Its first recorded use in English was as Christes Messe in 1038. Of course, it's not called Christmas in other languages. The Germans refer to the period as Weihnachten, meaning holy or consecrated night. In Spanish it's Navidad, in French Noël, and Irish Nulloch. Each of these ultimately deriving from the Latin natalis meaning birthday.
In Mandarin, incidentally, it's called Sheng Dan, meaning birth of the sage. There are both religious and historical reasons why it's celebrated on the 25th of December, despite there being no biblical justification for this. Some early Christians believed that Jesus was conceived on March the 25th, the date of the Annunciation.
Add Nine months, and that's December the 25th. And after Constantine endorsed Christianity in the Roman Empire, December 25th was recorded as the official celebration of Christ's birth in Rome in 336 A. D. The main reason it' s celebrated around the time of the Winter Solstice, though, was to consolidate it with already existing pagan traditions, like the Roman Saturnalia or the Dies Natales Solis Invicti.
Birthday of the unconquered sun. By not completely upending these existing traditions, it meant the transition to Christianity in the Empire was easier. Plus having a festival around the time of the shortest, darkest day of the year makes the season a little more tolerable. Which brings me to my first great thing about Christmas, and a controversial one, Winter.
"Surely everyone is aware of the divine pleasures which attend a wintry fireside. said Thomas De Quincey. Candles at four o'clock, warm heart h rugs, tea, shutters closed, curtains flowing in ample draperies to the floor, whilst the wind and rain are raging audibly without. " Now add a Christmas tree, stockings above the fireplace, holly and ivy, and chestnuts roasting, the evocation is complete.
Because now we're able to protect ourselves from the worst this season can inflict. A season our ancestors anticipated with dread. Winter is coming, they repeatedly warned in the Game of Thrones, as if it would come with the apocalypse. Robert Frost believed the world would end in fire, but if it had to perish twice, he said, I think I know enough of hate to say that for destruction, ice is also great, and would suffice.

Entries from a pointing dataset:

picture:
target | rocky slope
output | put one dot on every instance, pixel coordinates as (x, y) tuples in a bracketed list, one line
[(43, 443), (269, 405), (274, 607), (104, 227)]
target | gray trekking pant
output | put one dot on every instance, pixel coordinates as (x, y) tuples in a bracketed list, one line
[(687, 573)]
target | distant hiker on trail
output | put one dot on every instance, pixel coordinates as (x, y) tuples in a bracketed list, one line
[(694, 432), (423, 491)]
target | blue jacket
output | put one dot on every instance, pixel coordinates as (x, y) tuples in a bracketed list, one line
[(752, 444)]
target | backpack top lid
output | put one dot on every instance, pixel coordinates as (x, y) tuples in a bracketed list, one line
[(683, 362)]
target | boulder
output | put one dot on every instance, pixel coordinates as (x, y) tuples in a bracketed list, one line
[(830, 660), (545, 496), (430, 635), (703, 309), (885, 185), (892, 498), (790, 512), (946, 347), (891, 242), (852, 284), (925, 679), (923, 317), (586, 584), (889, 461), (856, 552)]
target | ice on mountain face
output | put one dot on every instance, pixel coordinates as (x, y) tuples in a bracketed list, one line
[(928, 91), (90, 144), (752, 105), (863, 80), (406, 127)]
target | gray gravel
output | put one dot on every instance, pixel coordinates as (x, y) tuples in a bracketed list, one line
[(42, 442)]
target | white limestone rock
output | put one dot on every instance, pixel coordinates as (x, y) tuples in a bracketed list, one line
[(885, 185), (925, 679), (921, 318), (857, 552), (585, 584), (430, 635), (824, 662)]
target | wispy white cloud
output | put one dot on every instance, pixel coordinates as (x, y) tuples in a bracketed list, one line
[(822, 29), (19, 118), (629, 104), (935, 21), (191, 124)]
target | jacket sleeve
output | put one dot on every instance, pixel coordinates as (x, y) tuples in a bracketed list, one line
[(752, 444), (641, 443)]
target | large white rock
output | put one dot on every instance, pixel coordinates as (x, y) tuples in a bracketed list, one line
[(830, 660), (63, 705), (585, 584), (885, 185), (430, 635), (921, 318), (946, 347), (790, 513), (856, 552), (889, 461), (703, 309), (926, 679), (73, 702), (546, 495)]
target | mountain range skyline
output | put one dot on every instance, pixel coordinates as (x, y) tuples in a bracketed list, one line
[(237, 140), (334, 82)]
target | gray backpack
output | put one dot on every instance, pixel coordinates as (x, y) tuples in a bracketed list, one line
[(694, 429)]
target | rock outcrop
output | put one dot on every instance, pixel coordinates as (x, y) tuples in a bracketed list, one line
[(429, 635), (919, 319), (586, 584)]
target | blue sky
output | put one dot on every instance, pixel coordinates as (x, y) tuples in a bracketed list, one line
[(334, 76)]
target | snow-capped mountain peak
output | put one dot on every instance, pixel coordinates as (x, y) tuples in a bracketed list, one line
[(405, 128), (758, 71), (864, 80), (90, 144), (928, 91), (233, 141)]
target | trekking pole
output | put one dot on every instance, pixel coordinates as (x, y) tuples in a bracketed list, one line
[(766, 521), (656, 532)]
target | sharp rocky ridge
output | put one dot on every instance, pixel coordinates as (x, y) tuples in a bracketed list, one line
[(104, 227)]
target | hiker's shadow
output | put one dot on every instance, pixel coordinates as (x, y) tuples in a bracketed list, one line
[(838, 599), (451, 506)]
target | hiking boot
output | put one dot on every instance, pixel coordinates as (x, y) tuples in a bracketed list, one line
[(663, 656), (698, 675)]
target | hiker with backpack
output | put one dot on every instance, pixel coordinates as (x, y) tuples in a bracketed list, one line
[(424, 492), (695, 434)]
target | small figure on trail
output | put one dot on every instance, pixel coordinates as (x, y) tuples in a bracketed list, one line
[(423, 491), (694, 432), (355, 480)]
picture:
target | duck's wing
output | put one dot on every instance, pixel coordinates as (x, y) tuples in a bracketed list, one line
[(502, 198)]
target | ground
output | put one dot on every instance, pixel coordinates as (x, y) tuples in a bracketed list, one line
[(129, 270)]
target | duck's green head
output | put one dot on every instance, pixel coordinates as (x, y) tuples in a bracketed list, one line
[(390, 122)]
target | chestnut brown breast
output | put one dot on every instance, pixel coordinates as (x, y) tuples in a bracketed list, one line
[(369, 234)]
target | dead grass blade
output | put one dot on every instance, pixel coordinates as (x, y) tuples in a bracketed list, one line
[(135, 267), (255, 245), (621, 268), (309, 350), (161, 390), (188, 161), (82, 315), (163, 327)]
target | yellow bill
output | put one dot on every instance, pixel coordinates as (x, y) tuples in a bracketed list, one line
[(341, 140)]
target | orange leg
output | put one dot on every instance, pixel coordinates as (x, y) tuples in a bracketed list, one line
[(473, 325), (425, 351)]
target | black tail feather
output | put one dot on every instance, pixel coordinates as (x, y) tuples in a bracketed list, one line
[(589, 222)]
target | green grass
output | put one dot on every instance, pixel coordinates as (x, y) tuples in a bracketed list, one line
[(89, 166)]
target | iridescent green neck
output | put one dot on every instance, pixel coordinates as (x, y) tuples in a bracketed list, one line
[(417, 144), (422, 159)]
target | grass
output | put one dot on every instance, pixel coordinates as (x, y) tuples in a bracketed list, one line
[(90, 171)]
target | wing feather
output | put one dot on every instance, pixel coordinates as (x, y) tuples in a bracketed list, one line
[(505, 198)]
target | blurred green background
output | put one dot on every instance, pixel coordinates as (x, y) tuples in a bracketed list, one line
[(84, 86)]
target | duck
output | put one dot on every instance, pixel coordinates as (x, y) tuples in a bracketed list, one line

• [Required actions]:
A - Return, word for word, the part of the Christmas text starting with "Its first recorded" and going on through "natalis meaning birthday.".
B - Return each line of the listing that contains the string "mountain", treating case as significant.

• [Solutions to each task]:
A -
Its first recorded use in English was as Christes Messe in 1038. Of course, it's not called Christmas in other languages. The Germans refer to the period as Weihnachten, meaning holy or consecrated night. In Spanish it's Navidad, in French Noël, and Irish Nulloch. Each of these ultimately deriving from the Latin natalis meaning birthday.

B -
target | ice on mountain face
target | mountain range skyline
target | snow-capped mountain peak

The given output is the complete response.